[TASK INPUTS]:

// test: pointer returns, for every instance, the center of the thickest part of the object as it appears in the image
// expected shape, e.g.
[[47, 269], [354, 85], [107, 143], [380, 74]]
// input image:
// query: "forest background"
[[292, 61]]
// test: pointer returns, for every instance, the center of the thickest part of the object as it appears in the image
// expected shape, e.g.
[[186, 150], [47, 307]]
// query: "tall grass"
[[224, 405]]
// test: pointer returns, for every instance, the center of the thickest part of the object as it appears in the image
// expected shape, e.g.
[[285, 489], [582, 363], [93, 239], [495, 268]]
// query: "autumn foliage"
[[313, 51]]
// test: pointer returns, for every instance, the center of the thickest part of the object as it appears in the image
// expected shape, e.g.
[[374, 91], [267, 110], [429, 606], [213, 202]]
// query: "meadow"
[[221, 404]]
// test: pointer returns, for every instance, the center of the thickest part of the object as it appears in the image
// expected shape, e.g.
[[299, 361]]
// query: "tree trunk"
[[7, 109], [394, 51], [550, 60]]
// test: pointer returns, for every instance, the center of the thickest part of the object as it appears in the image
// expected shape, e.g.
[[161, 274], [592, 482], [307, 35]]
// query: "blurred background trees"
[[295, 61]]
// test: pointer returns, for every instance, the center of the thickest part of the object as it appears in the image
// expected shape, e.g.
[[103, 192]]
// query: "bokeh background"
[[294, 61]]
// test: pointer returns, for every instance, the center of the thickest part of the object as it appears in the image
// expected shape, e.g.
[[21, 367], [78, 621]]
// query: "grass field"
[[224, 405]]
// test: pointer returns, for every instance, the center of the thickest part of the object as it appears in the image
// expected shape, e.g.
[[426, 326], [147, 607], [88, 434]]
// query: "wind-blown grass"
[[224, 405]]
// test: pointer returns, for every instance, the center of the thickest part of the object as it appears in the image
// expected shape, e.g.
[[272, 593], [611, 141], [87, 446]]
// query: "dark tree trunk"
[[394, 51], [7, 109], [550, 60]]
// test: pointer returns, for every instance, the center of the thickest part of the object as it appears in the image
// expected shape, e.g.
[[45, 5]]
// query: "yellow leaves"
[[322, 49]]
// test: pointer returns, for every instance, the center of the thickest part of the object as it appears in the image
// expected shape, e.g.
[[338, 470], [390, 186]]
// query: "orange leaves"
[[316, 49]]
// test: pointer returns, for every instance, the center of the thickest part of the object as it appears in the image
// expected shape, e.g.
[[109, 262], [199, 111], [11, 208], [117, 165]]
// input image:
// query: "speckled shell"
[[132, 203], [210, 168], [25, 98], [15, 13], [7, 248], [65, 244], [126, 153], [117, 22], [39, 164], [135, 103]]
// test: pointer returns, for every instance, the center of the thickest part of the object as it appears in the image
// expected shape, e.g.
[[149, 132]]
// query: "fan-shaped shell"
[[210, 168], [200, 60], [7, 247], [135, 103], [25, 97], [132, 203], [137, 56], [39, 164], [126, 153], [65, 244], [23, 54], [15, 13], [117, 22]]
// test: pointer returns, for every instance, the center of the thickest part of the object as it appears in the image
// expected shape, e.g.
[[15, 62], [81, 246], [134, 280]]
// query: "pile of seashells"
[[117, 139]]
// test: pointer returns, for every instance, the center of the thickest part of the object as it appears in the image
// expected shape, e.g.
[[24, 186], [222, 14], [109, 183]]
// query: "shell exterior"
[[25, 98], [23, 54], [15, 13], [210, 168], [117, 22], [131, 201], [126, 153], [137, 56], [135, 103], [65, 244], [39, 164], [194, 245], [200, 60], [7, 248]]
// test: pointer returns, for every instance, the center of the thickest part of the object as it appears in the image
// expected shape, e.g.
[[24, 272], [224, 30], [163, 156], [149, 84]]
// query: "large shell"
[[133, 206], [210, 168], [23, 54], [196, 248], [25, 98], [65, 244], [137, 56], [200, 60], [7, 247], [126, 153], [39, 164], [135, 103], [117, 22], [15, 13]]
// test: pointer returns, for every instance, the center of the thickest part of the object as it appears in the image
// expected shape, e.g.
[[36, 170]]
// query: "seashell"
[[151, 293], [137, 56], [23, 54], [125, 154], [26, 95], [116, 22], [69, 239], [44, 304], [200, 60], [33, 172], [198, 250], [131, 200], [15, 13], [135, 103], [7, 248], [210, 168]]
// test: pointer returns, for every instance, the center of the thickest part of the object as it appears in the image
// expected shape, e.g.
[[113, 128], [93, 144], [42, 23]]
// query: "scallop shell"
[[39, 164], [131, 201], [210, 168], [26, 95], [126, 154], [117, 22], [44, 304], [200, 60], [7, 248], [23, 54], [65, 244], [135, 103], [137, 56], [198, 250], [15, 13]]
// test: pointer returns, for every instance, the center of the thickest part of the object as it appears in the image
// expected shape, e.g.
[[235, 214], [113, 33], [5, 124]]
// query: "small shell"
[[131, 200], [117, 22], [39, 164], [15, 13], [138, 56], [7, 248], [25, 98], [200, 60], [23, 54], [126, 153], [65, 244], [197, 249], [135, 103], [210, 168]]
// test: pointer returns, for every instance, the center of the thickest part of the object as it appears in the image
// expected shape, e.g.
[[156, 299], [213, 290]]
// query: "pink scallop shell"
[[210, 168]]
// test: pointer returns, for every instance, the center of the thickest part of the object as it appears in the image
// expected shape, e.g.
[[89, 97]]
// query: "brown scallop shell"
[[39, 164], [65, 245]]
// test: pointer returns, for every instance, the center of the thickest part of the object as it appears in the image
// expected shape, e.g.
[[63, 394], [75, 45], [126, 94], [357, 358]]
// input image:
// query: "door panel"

[EXERCISE PROMPT]:
Print all of the records above again, word for word and without any change.

[SOLVED PROBLEM]:
// test: pointer returns, for every instance, the center of the thickest part of the object as it appears in the image
// expected shape, e.g.
[[47, 269], [354, 85], [107, 143], [380, 74]]
// input image:
// query: "forest background"
[[292, 61]]
// test: pointer returns, for every instance, the center of the thickest part of the object as it appears in the image
// expected shape, e.g.
[[186, 150], [47, 307]]
// query: "tall grass"
[[224, 405]]
// test: pointer returns, for every instance, the center of the thickest part of the object as it appears in the image
// expected shape, e.g.
[[285, 489], [582, 363], [93, 239], [495, 268]]
// query: "autumn foliage"
[[313, 51]]
// test: pointer returns, for every instance, the center of the thickest part of the object as it appears in the image
// expected shape, e.g.
[[374, 91], [267, 110], [429, 606], [213, 202]]
// query: "meadow"
[[221, 404]]
// test: pointer returns, for every instance, the center of the thickest part of the object as it appears in the image
// expected shape, e.g.
[[299, 361]]
// query: "tree trunk"
[[7, 109], [394, 51], [550, 60]]
// test: pointer returns, for every instance, the center of the thickest part of the object as it appears in the image
// expected shape, e.g.
[[161, 274], [592, 482], [307, 35]]
// query: "blurred background trees"
[[295, 61]]
// test: pointer returns, for every instance, the center of the thickest part of the object as it appears in the image
// expected shape, e.g.
[[103, 192]]
// query: "bokeh background"
[[294, 61]]
// test: pointer returns, for every instance, the center of the thickest part of the object as it appears in the image
// expected shape, e.g.
[[21, 367], [78, 621]]
// query: "grass field"
[[224, 405]]
// test: pointer returns, for every instance, the center of the thickest part of the object as it appears in the image
// expected shape, e.g.
[[426, 326], [147, 607], [88, 434]]
// query: "wind-blown grass"
[[224, 405]]
// test: pointer returns, for every instance, the center of the thickest part of the object as it appears in the image
// expected shape, e.g.
[[272, 593], [611, 141], [87, 446]]
// query: "dark tree trunk"
[[394, 51], [7, 109], [550, 60]]
// test: pointer returns, for every instance, the center of the thickest part of the object as it appears in the image
// expected shape, e.g.
[[45, 5]]
// query: "yellow leaves"
[[322, 49]]
// test: pointer returns, for every instance, the center of the thickest part of the object as it appears in the image
// expected shape, e.g.
[[338, 470], [390, 186]]
// query: "orange leaves"
[[316, 49]]
// test: pointer returns, for every instance, the center of the thickest part of the object as it appears in the image
// expected shape, e.g.
[[109, 262], [199, 111], [11, 208], [117, 165]]
// input image:
// query: "speckled shell"
[[132, 203], [210, 168], [25, 98], [15, 13], [7, 248], [65, 244], [126, 153], [117, 22], [39, 164], [135, 103]]
// test: pointer returns, for every instance, the center of the thickest part of the object as it appears in the image
// expected shape, e.g.
[[149, 132]]
// query: "fan-shaped shell"
[[210, 168], [200, 60], [7, 247], [135, 103], [25, 97], [132, 203], [137, 56], [39, 164], [126, 153], [65, 244], [23, 54], [15, 13], [117, 22]]
// test: pointer returns, for every instance, the center of the thickest part of the object as it appears in the image
// expected shape, e.g.
[[15, 62], [81, 246], [134, 280]]
// query: "pile of seashells"
[[117, 139]]
// test: pointer returns, for every instance, the center of the thickest part of the object as it appears in the image
// expected shape, e.g.
[[24, 186], [222, 14], [109, 183]]
// query: "shell exterior"
[[25, 98], [23, 54], [15, 13], [210, 168], [117, 22], [131, 201], [126, 153], [137, 56], [135, 103], [65, 244], [39, 164], [194, 245], [200, 60], [7, 248]]
// test: pointer returns, for every instance, the center of the thickest part of the object as it appears in the image
// expected shape, e.g.
[[24, 272], [224, 30], [163, 156], [149, 84]]
// query: "large shell"
[[133, 206], [210, 168], [23, 54], [196, 248], [25, 98], [65, 244], [137, 56], [200, 60], [7, 247], [126, 153], [39, 164], [135, 103], [117, 22], [15, 13]]
// test: pointer returns, for every instance, the center of the thickest part of the object as it appears in the image
// expected shape, e.g.
[[36, 170]]
// query: "seashell"
[[151, 293], [137, 56], [23, 54], [125, 154], [26, 95], [116, 22], [69, 239], [44, 304], [200, 60], [33, 172], [198, 250], [131, 200], [15, 13], [135, 103], [7, 248], [210, 168]]
// test: pointer returns, for every instance, the center of the thickest part of the object as it appears in the image
// expected shape, e.g.
[[113, 128], [93, 144], [42, 23]]
// query: "scallop shell"
[[39, 164], [131, 201], [210, 168], [26, 95], [126, 154], [117, 22], [44, 304], [200, 60], [7, 248], [23, 54], [65, 244], [135, 103], [137, 56], [198, 250], [15, 13]]
// test: pointer returns, for every instance, the center of the thickest part of the object as it appears in the image
// expected shape, e.g.
[[235, 214], [113, 33], [5, 124]]
// query: "small shell"
[[131, 200], [117, 22], [39, 164], [15, 13], [138, 56], [7, 248], [25, 98], [200, 60], [23, 54], [126, 153], [65, 244], [197, 249], [135, 103], [210, 168]]
// test: pointer returns, for every instance, the center of the thickest part of the object as it appears in the image
// expected shape, e.g.
[[156, 299], [213, 290]]
// query: "pink scallop shell"
[[210, 168]]
// test: pointer returns, for every instance, the center of the thickest part of the object as it appears in the image
// expected shape, e.g.
[[89, 97]]
// query: "brown scallop shell"
[[39, 164], [65, 245]]
// test: pointer returns, for every instance, the center of the thickest part of the object as it appears in the image
// expected shape, e.g.
[[63, 394], [75, 45], [126, 94], [357, 358]]
// input image:
// query: "door panel"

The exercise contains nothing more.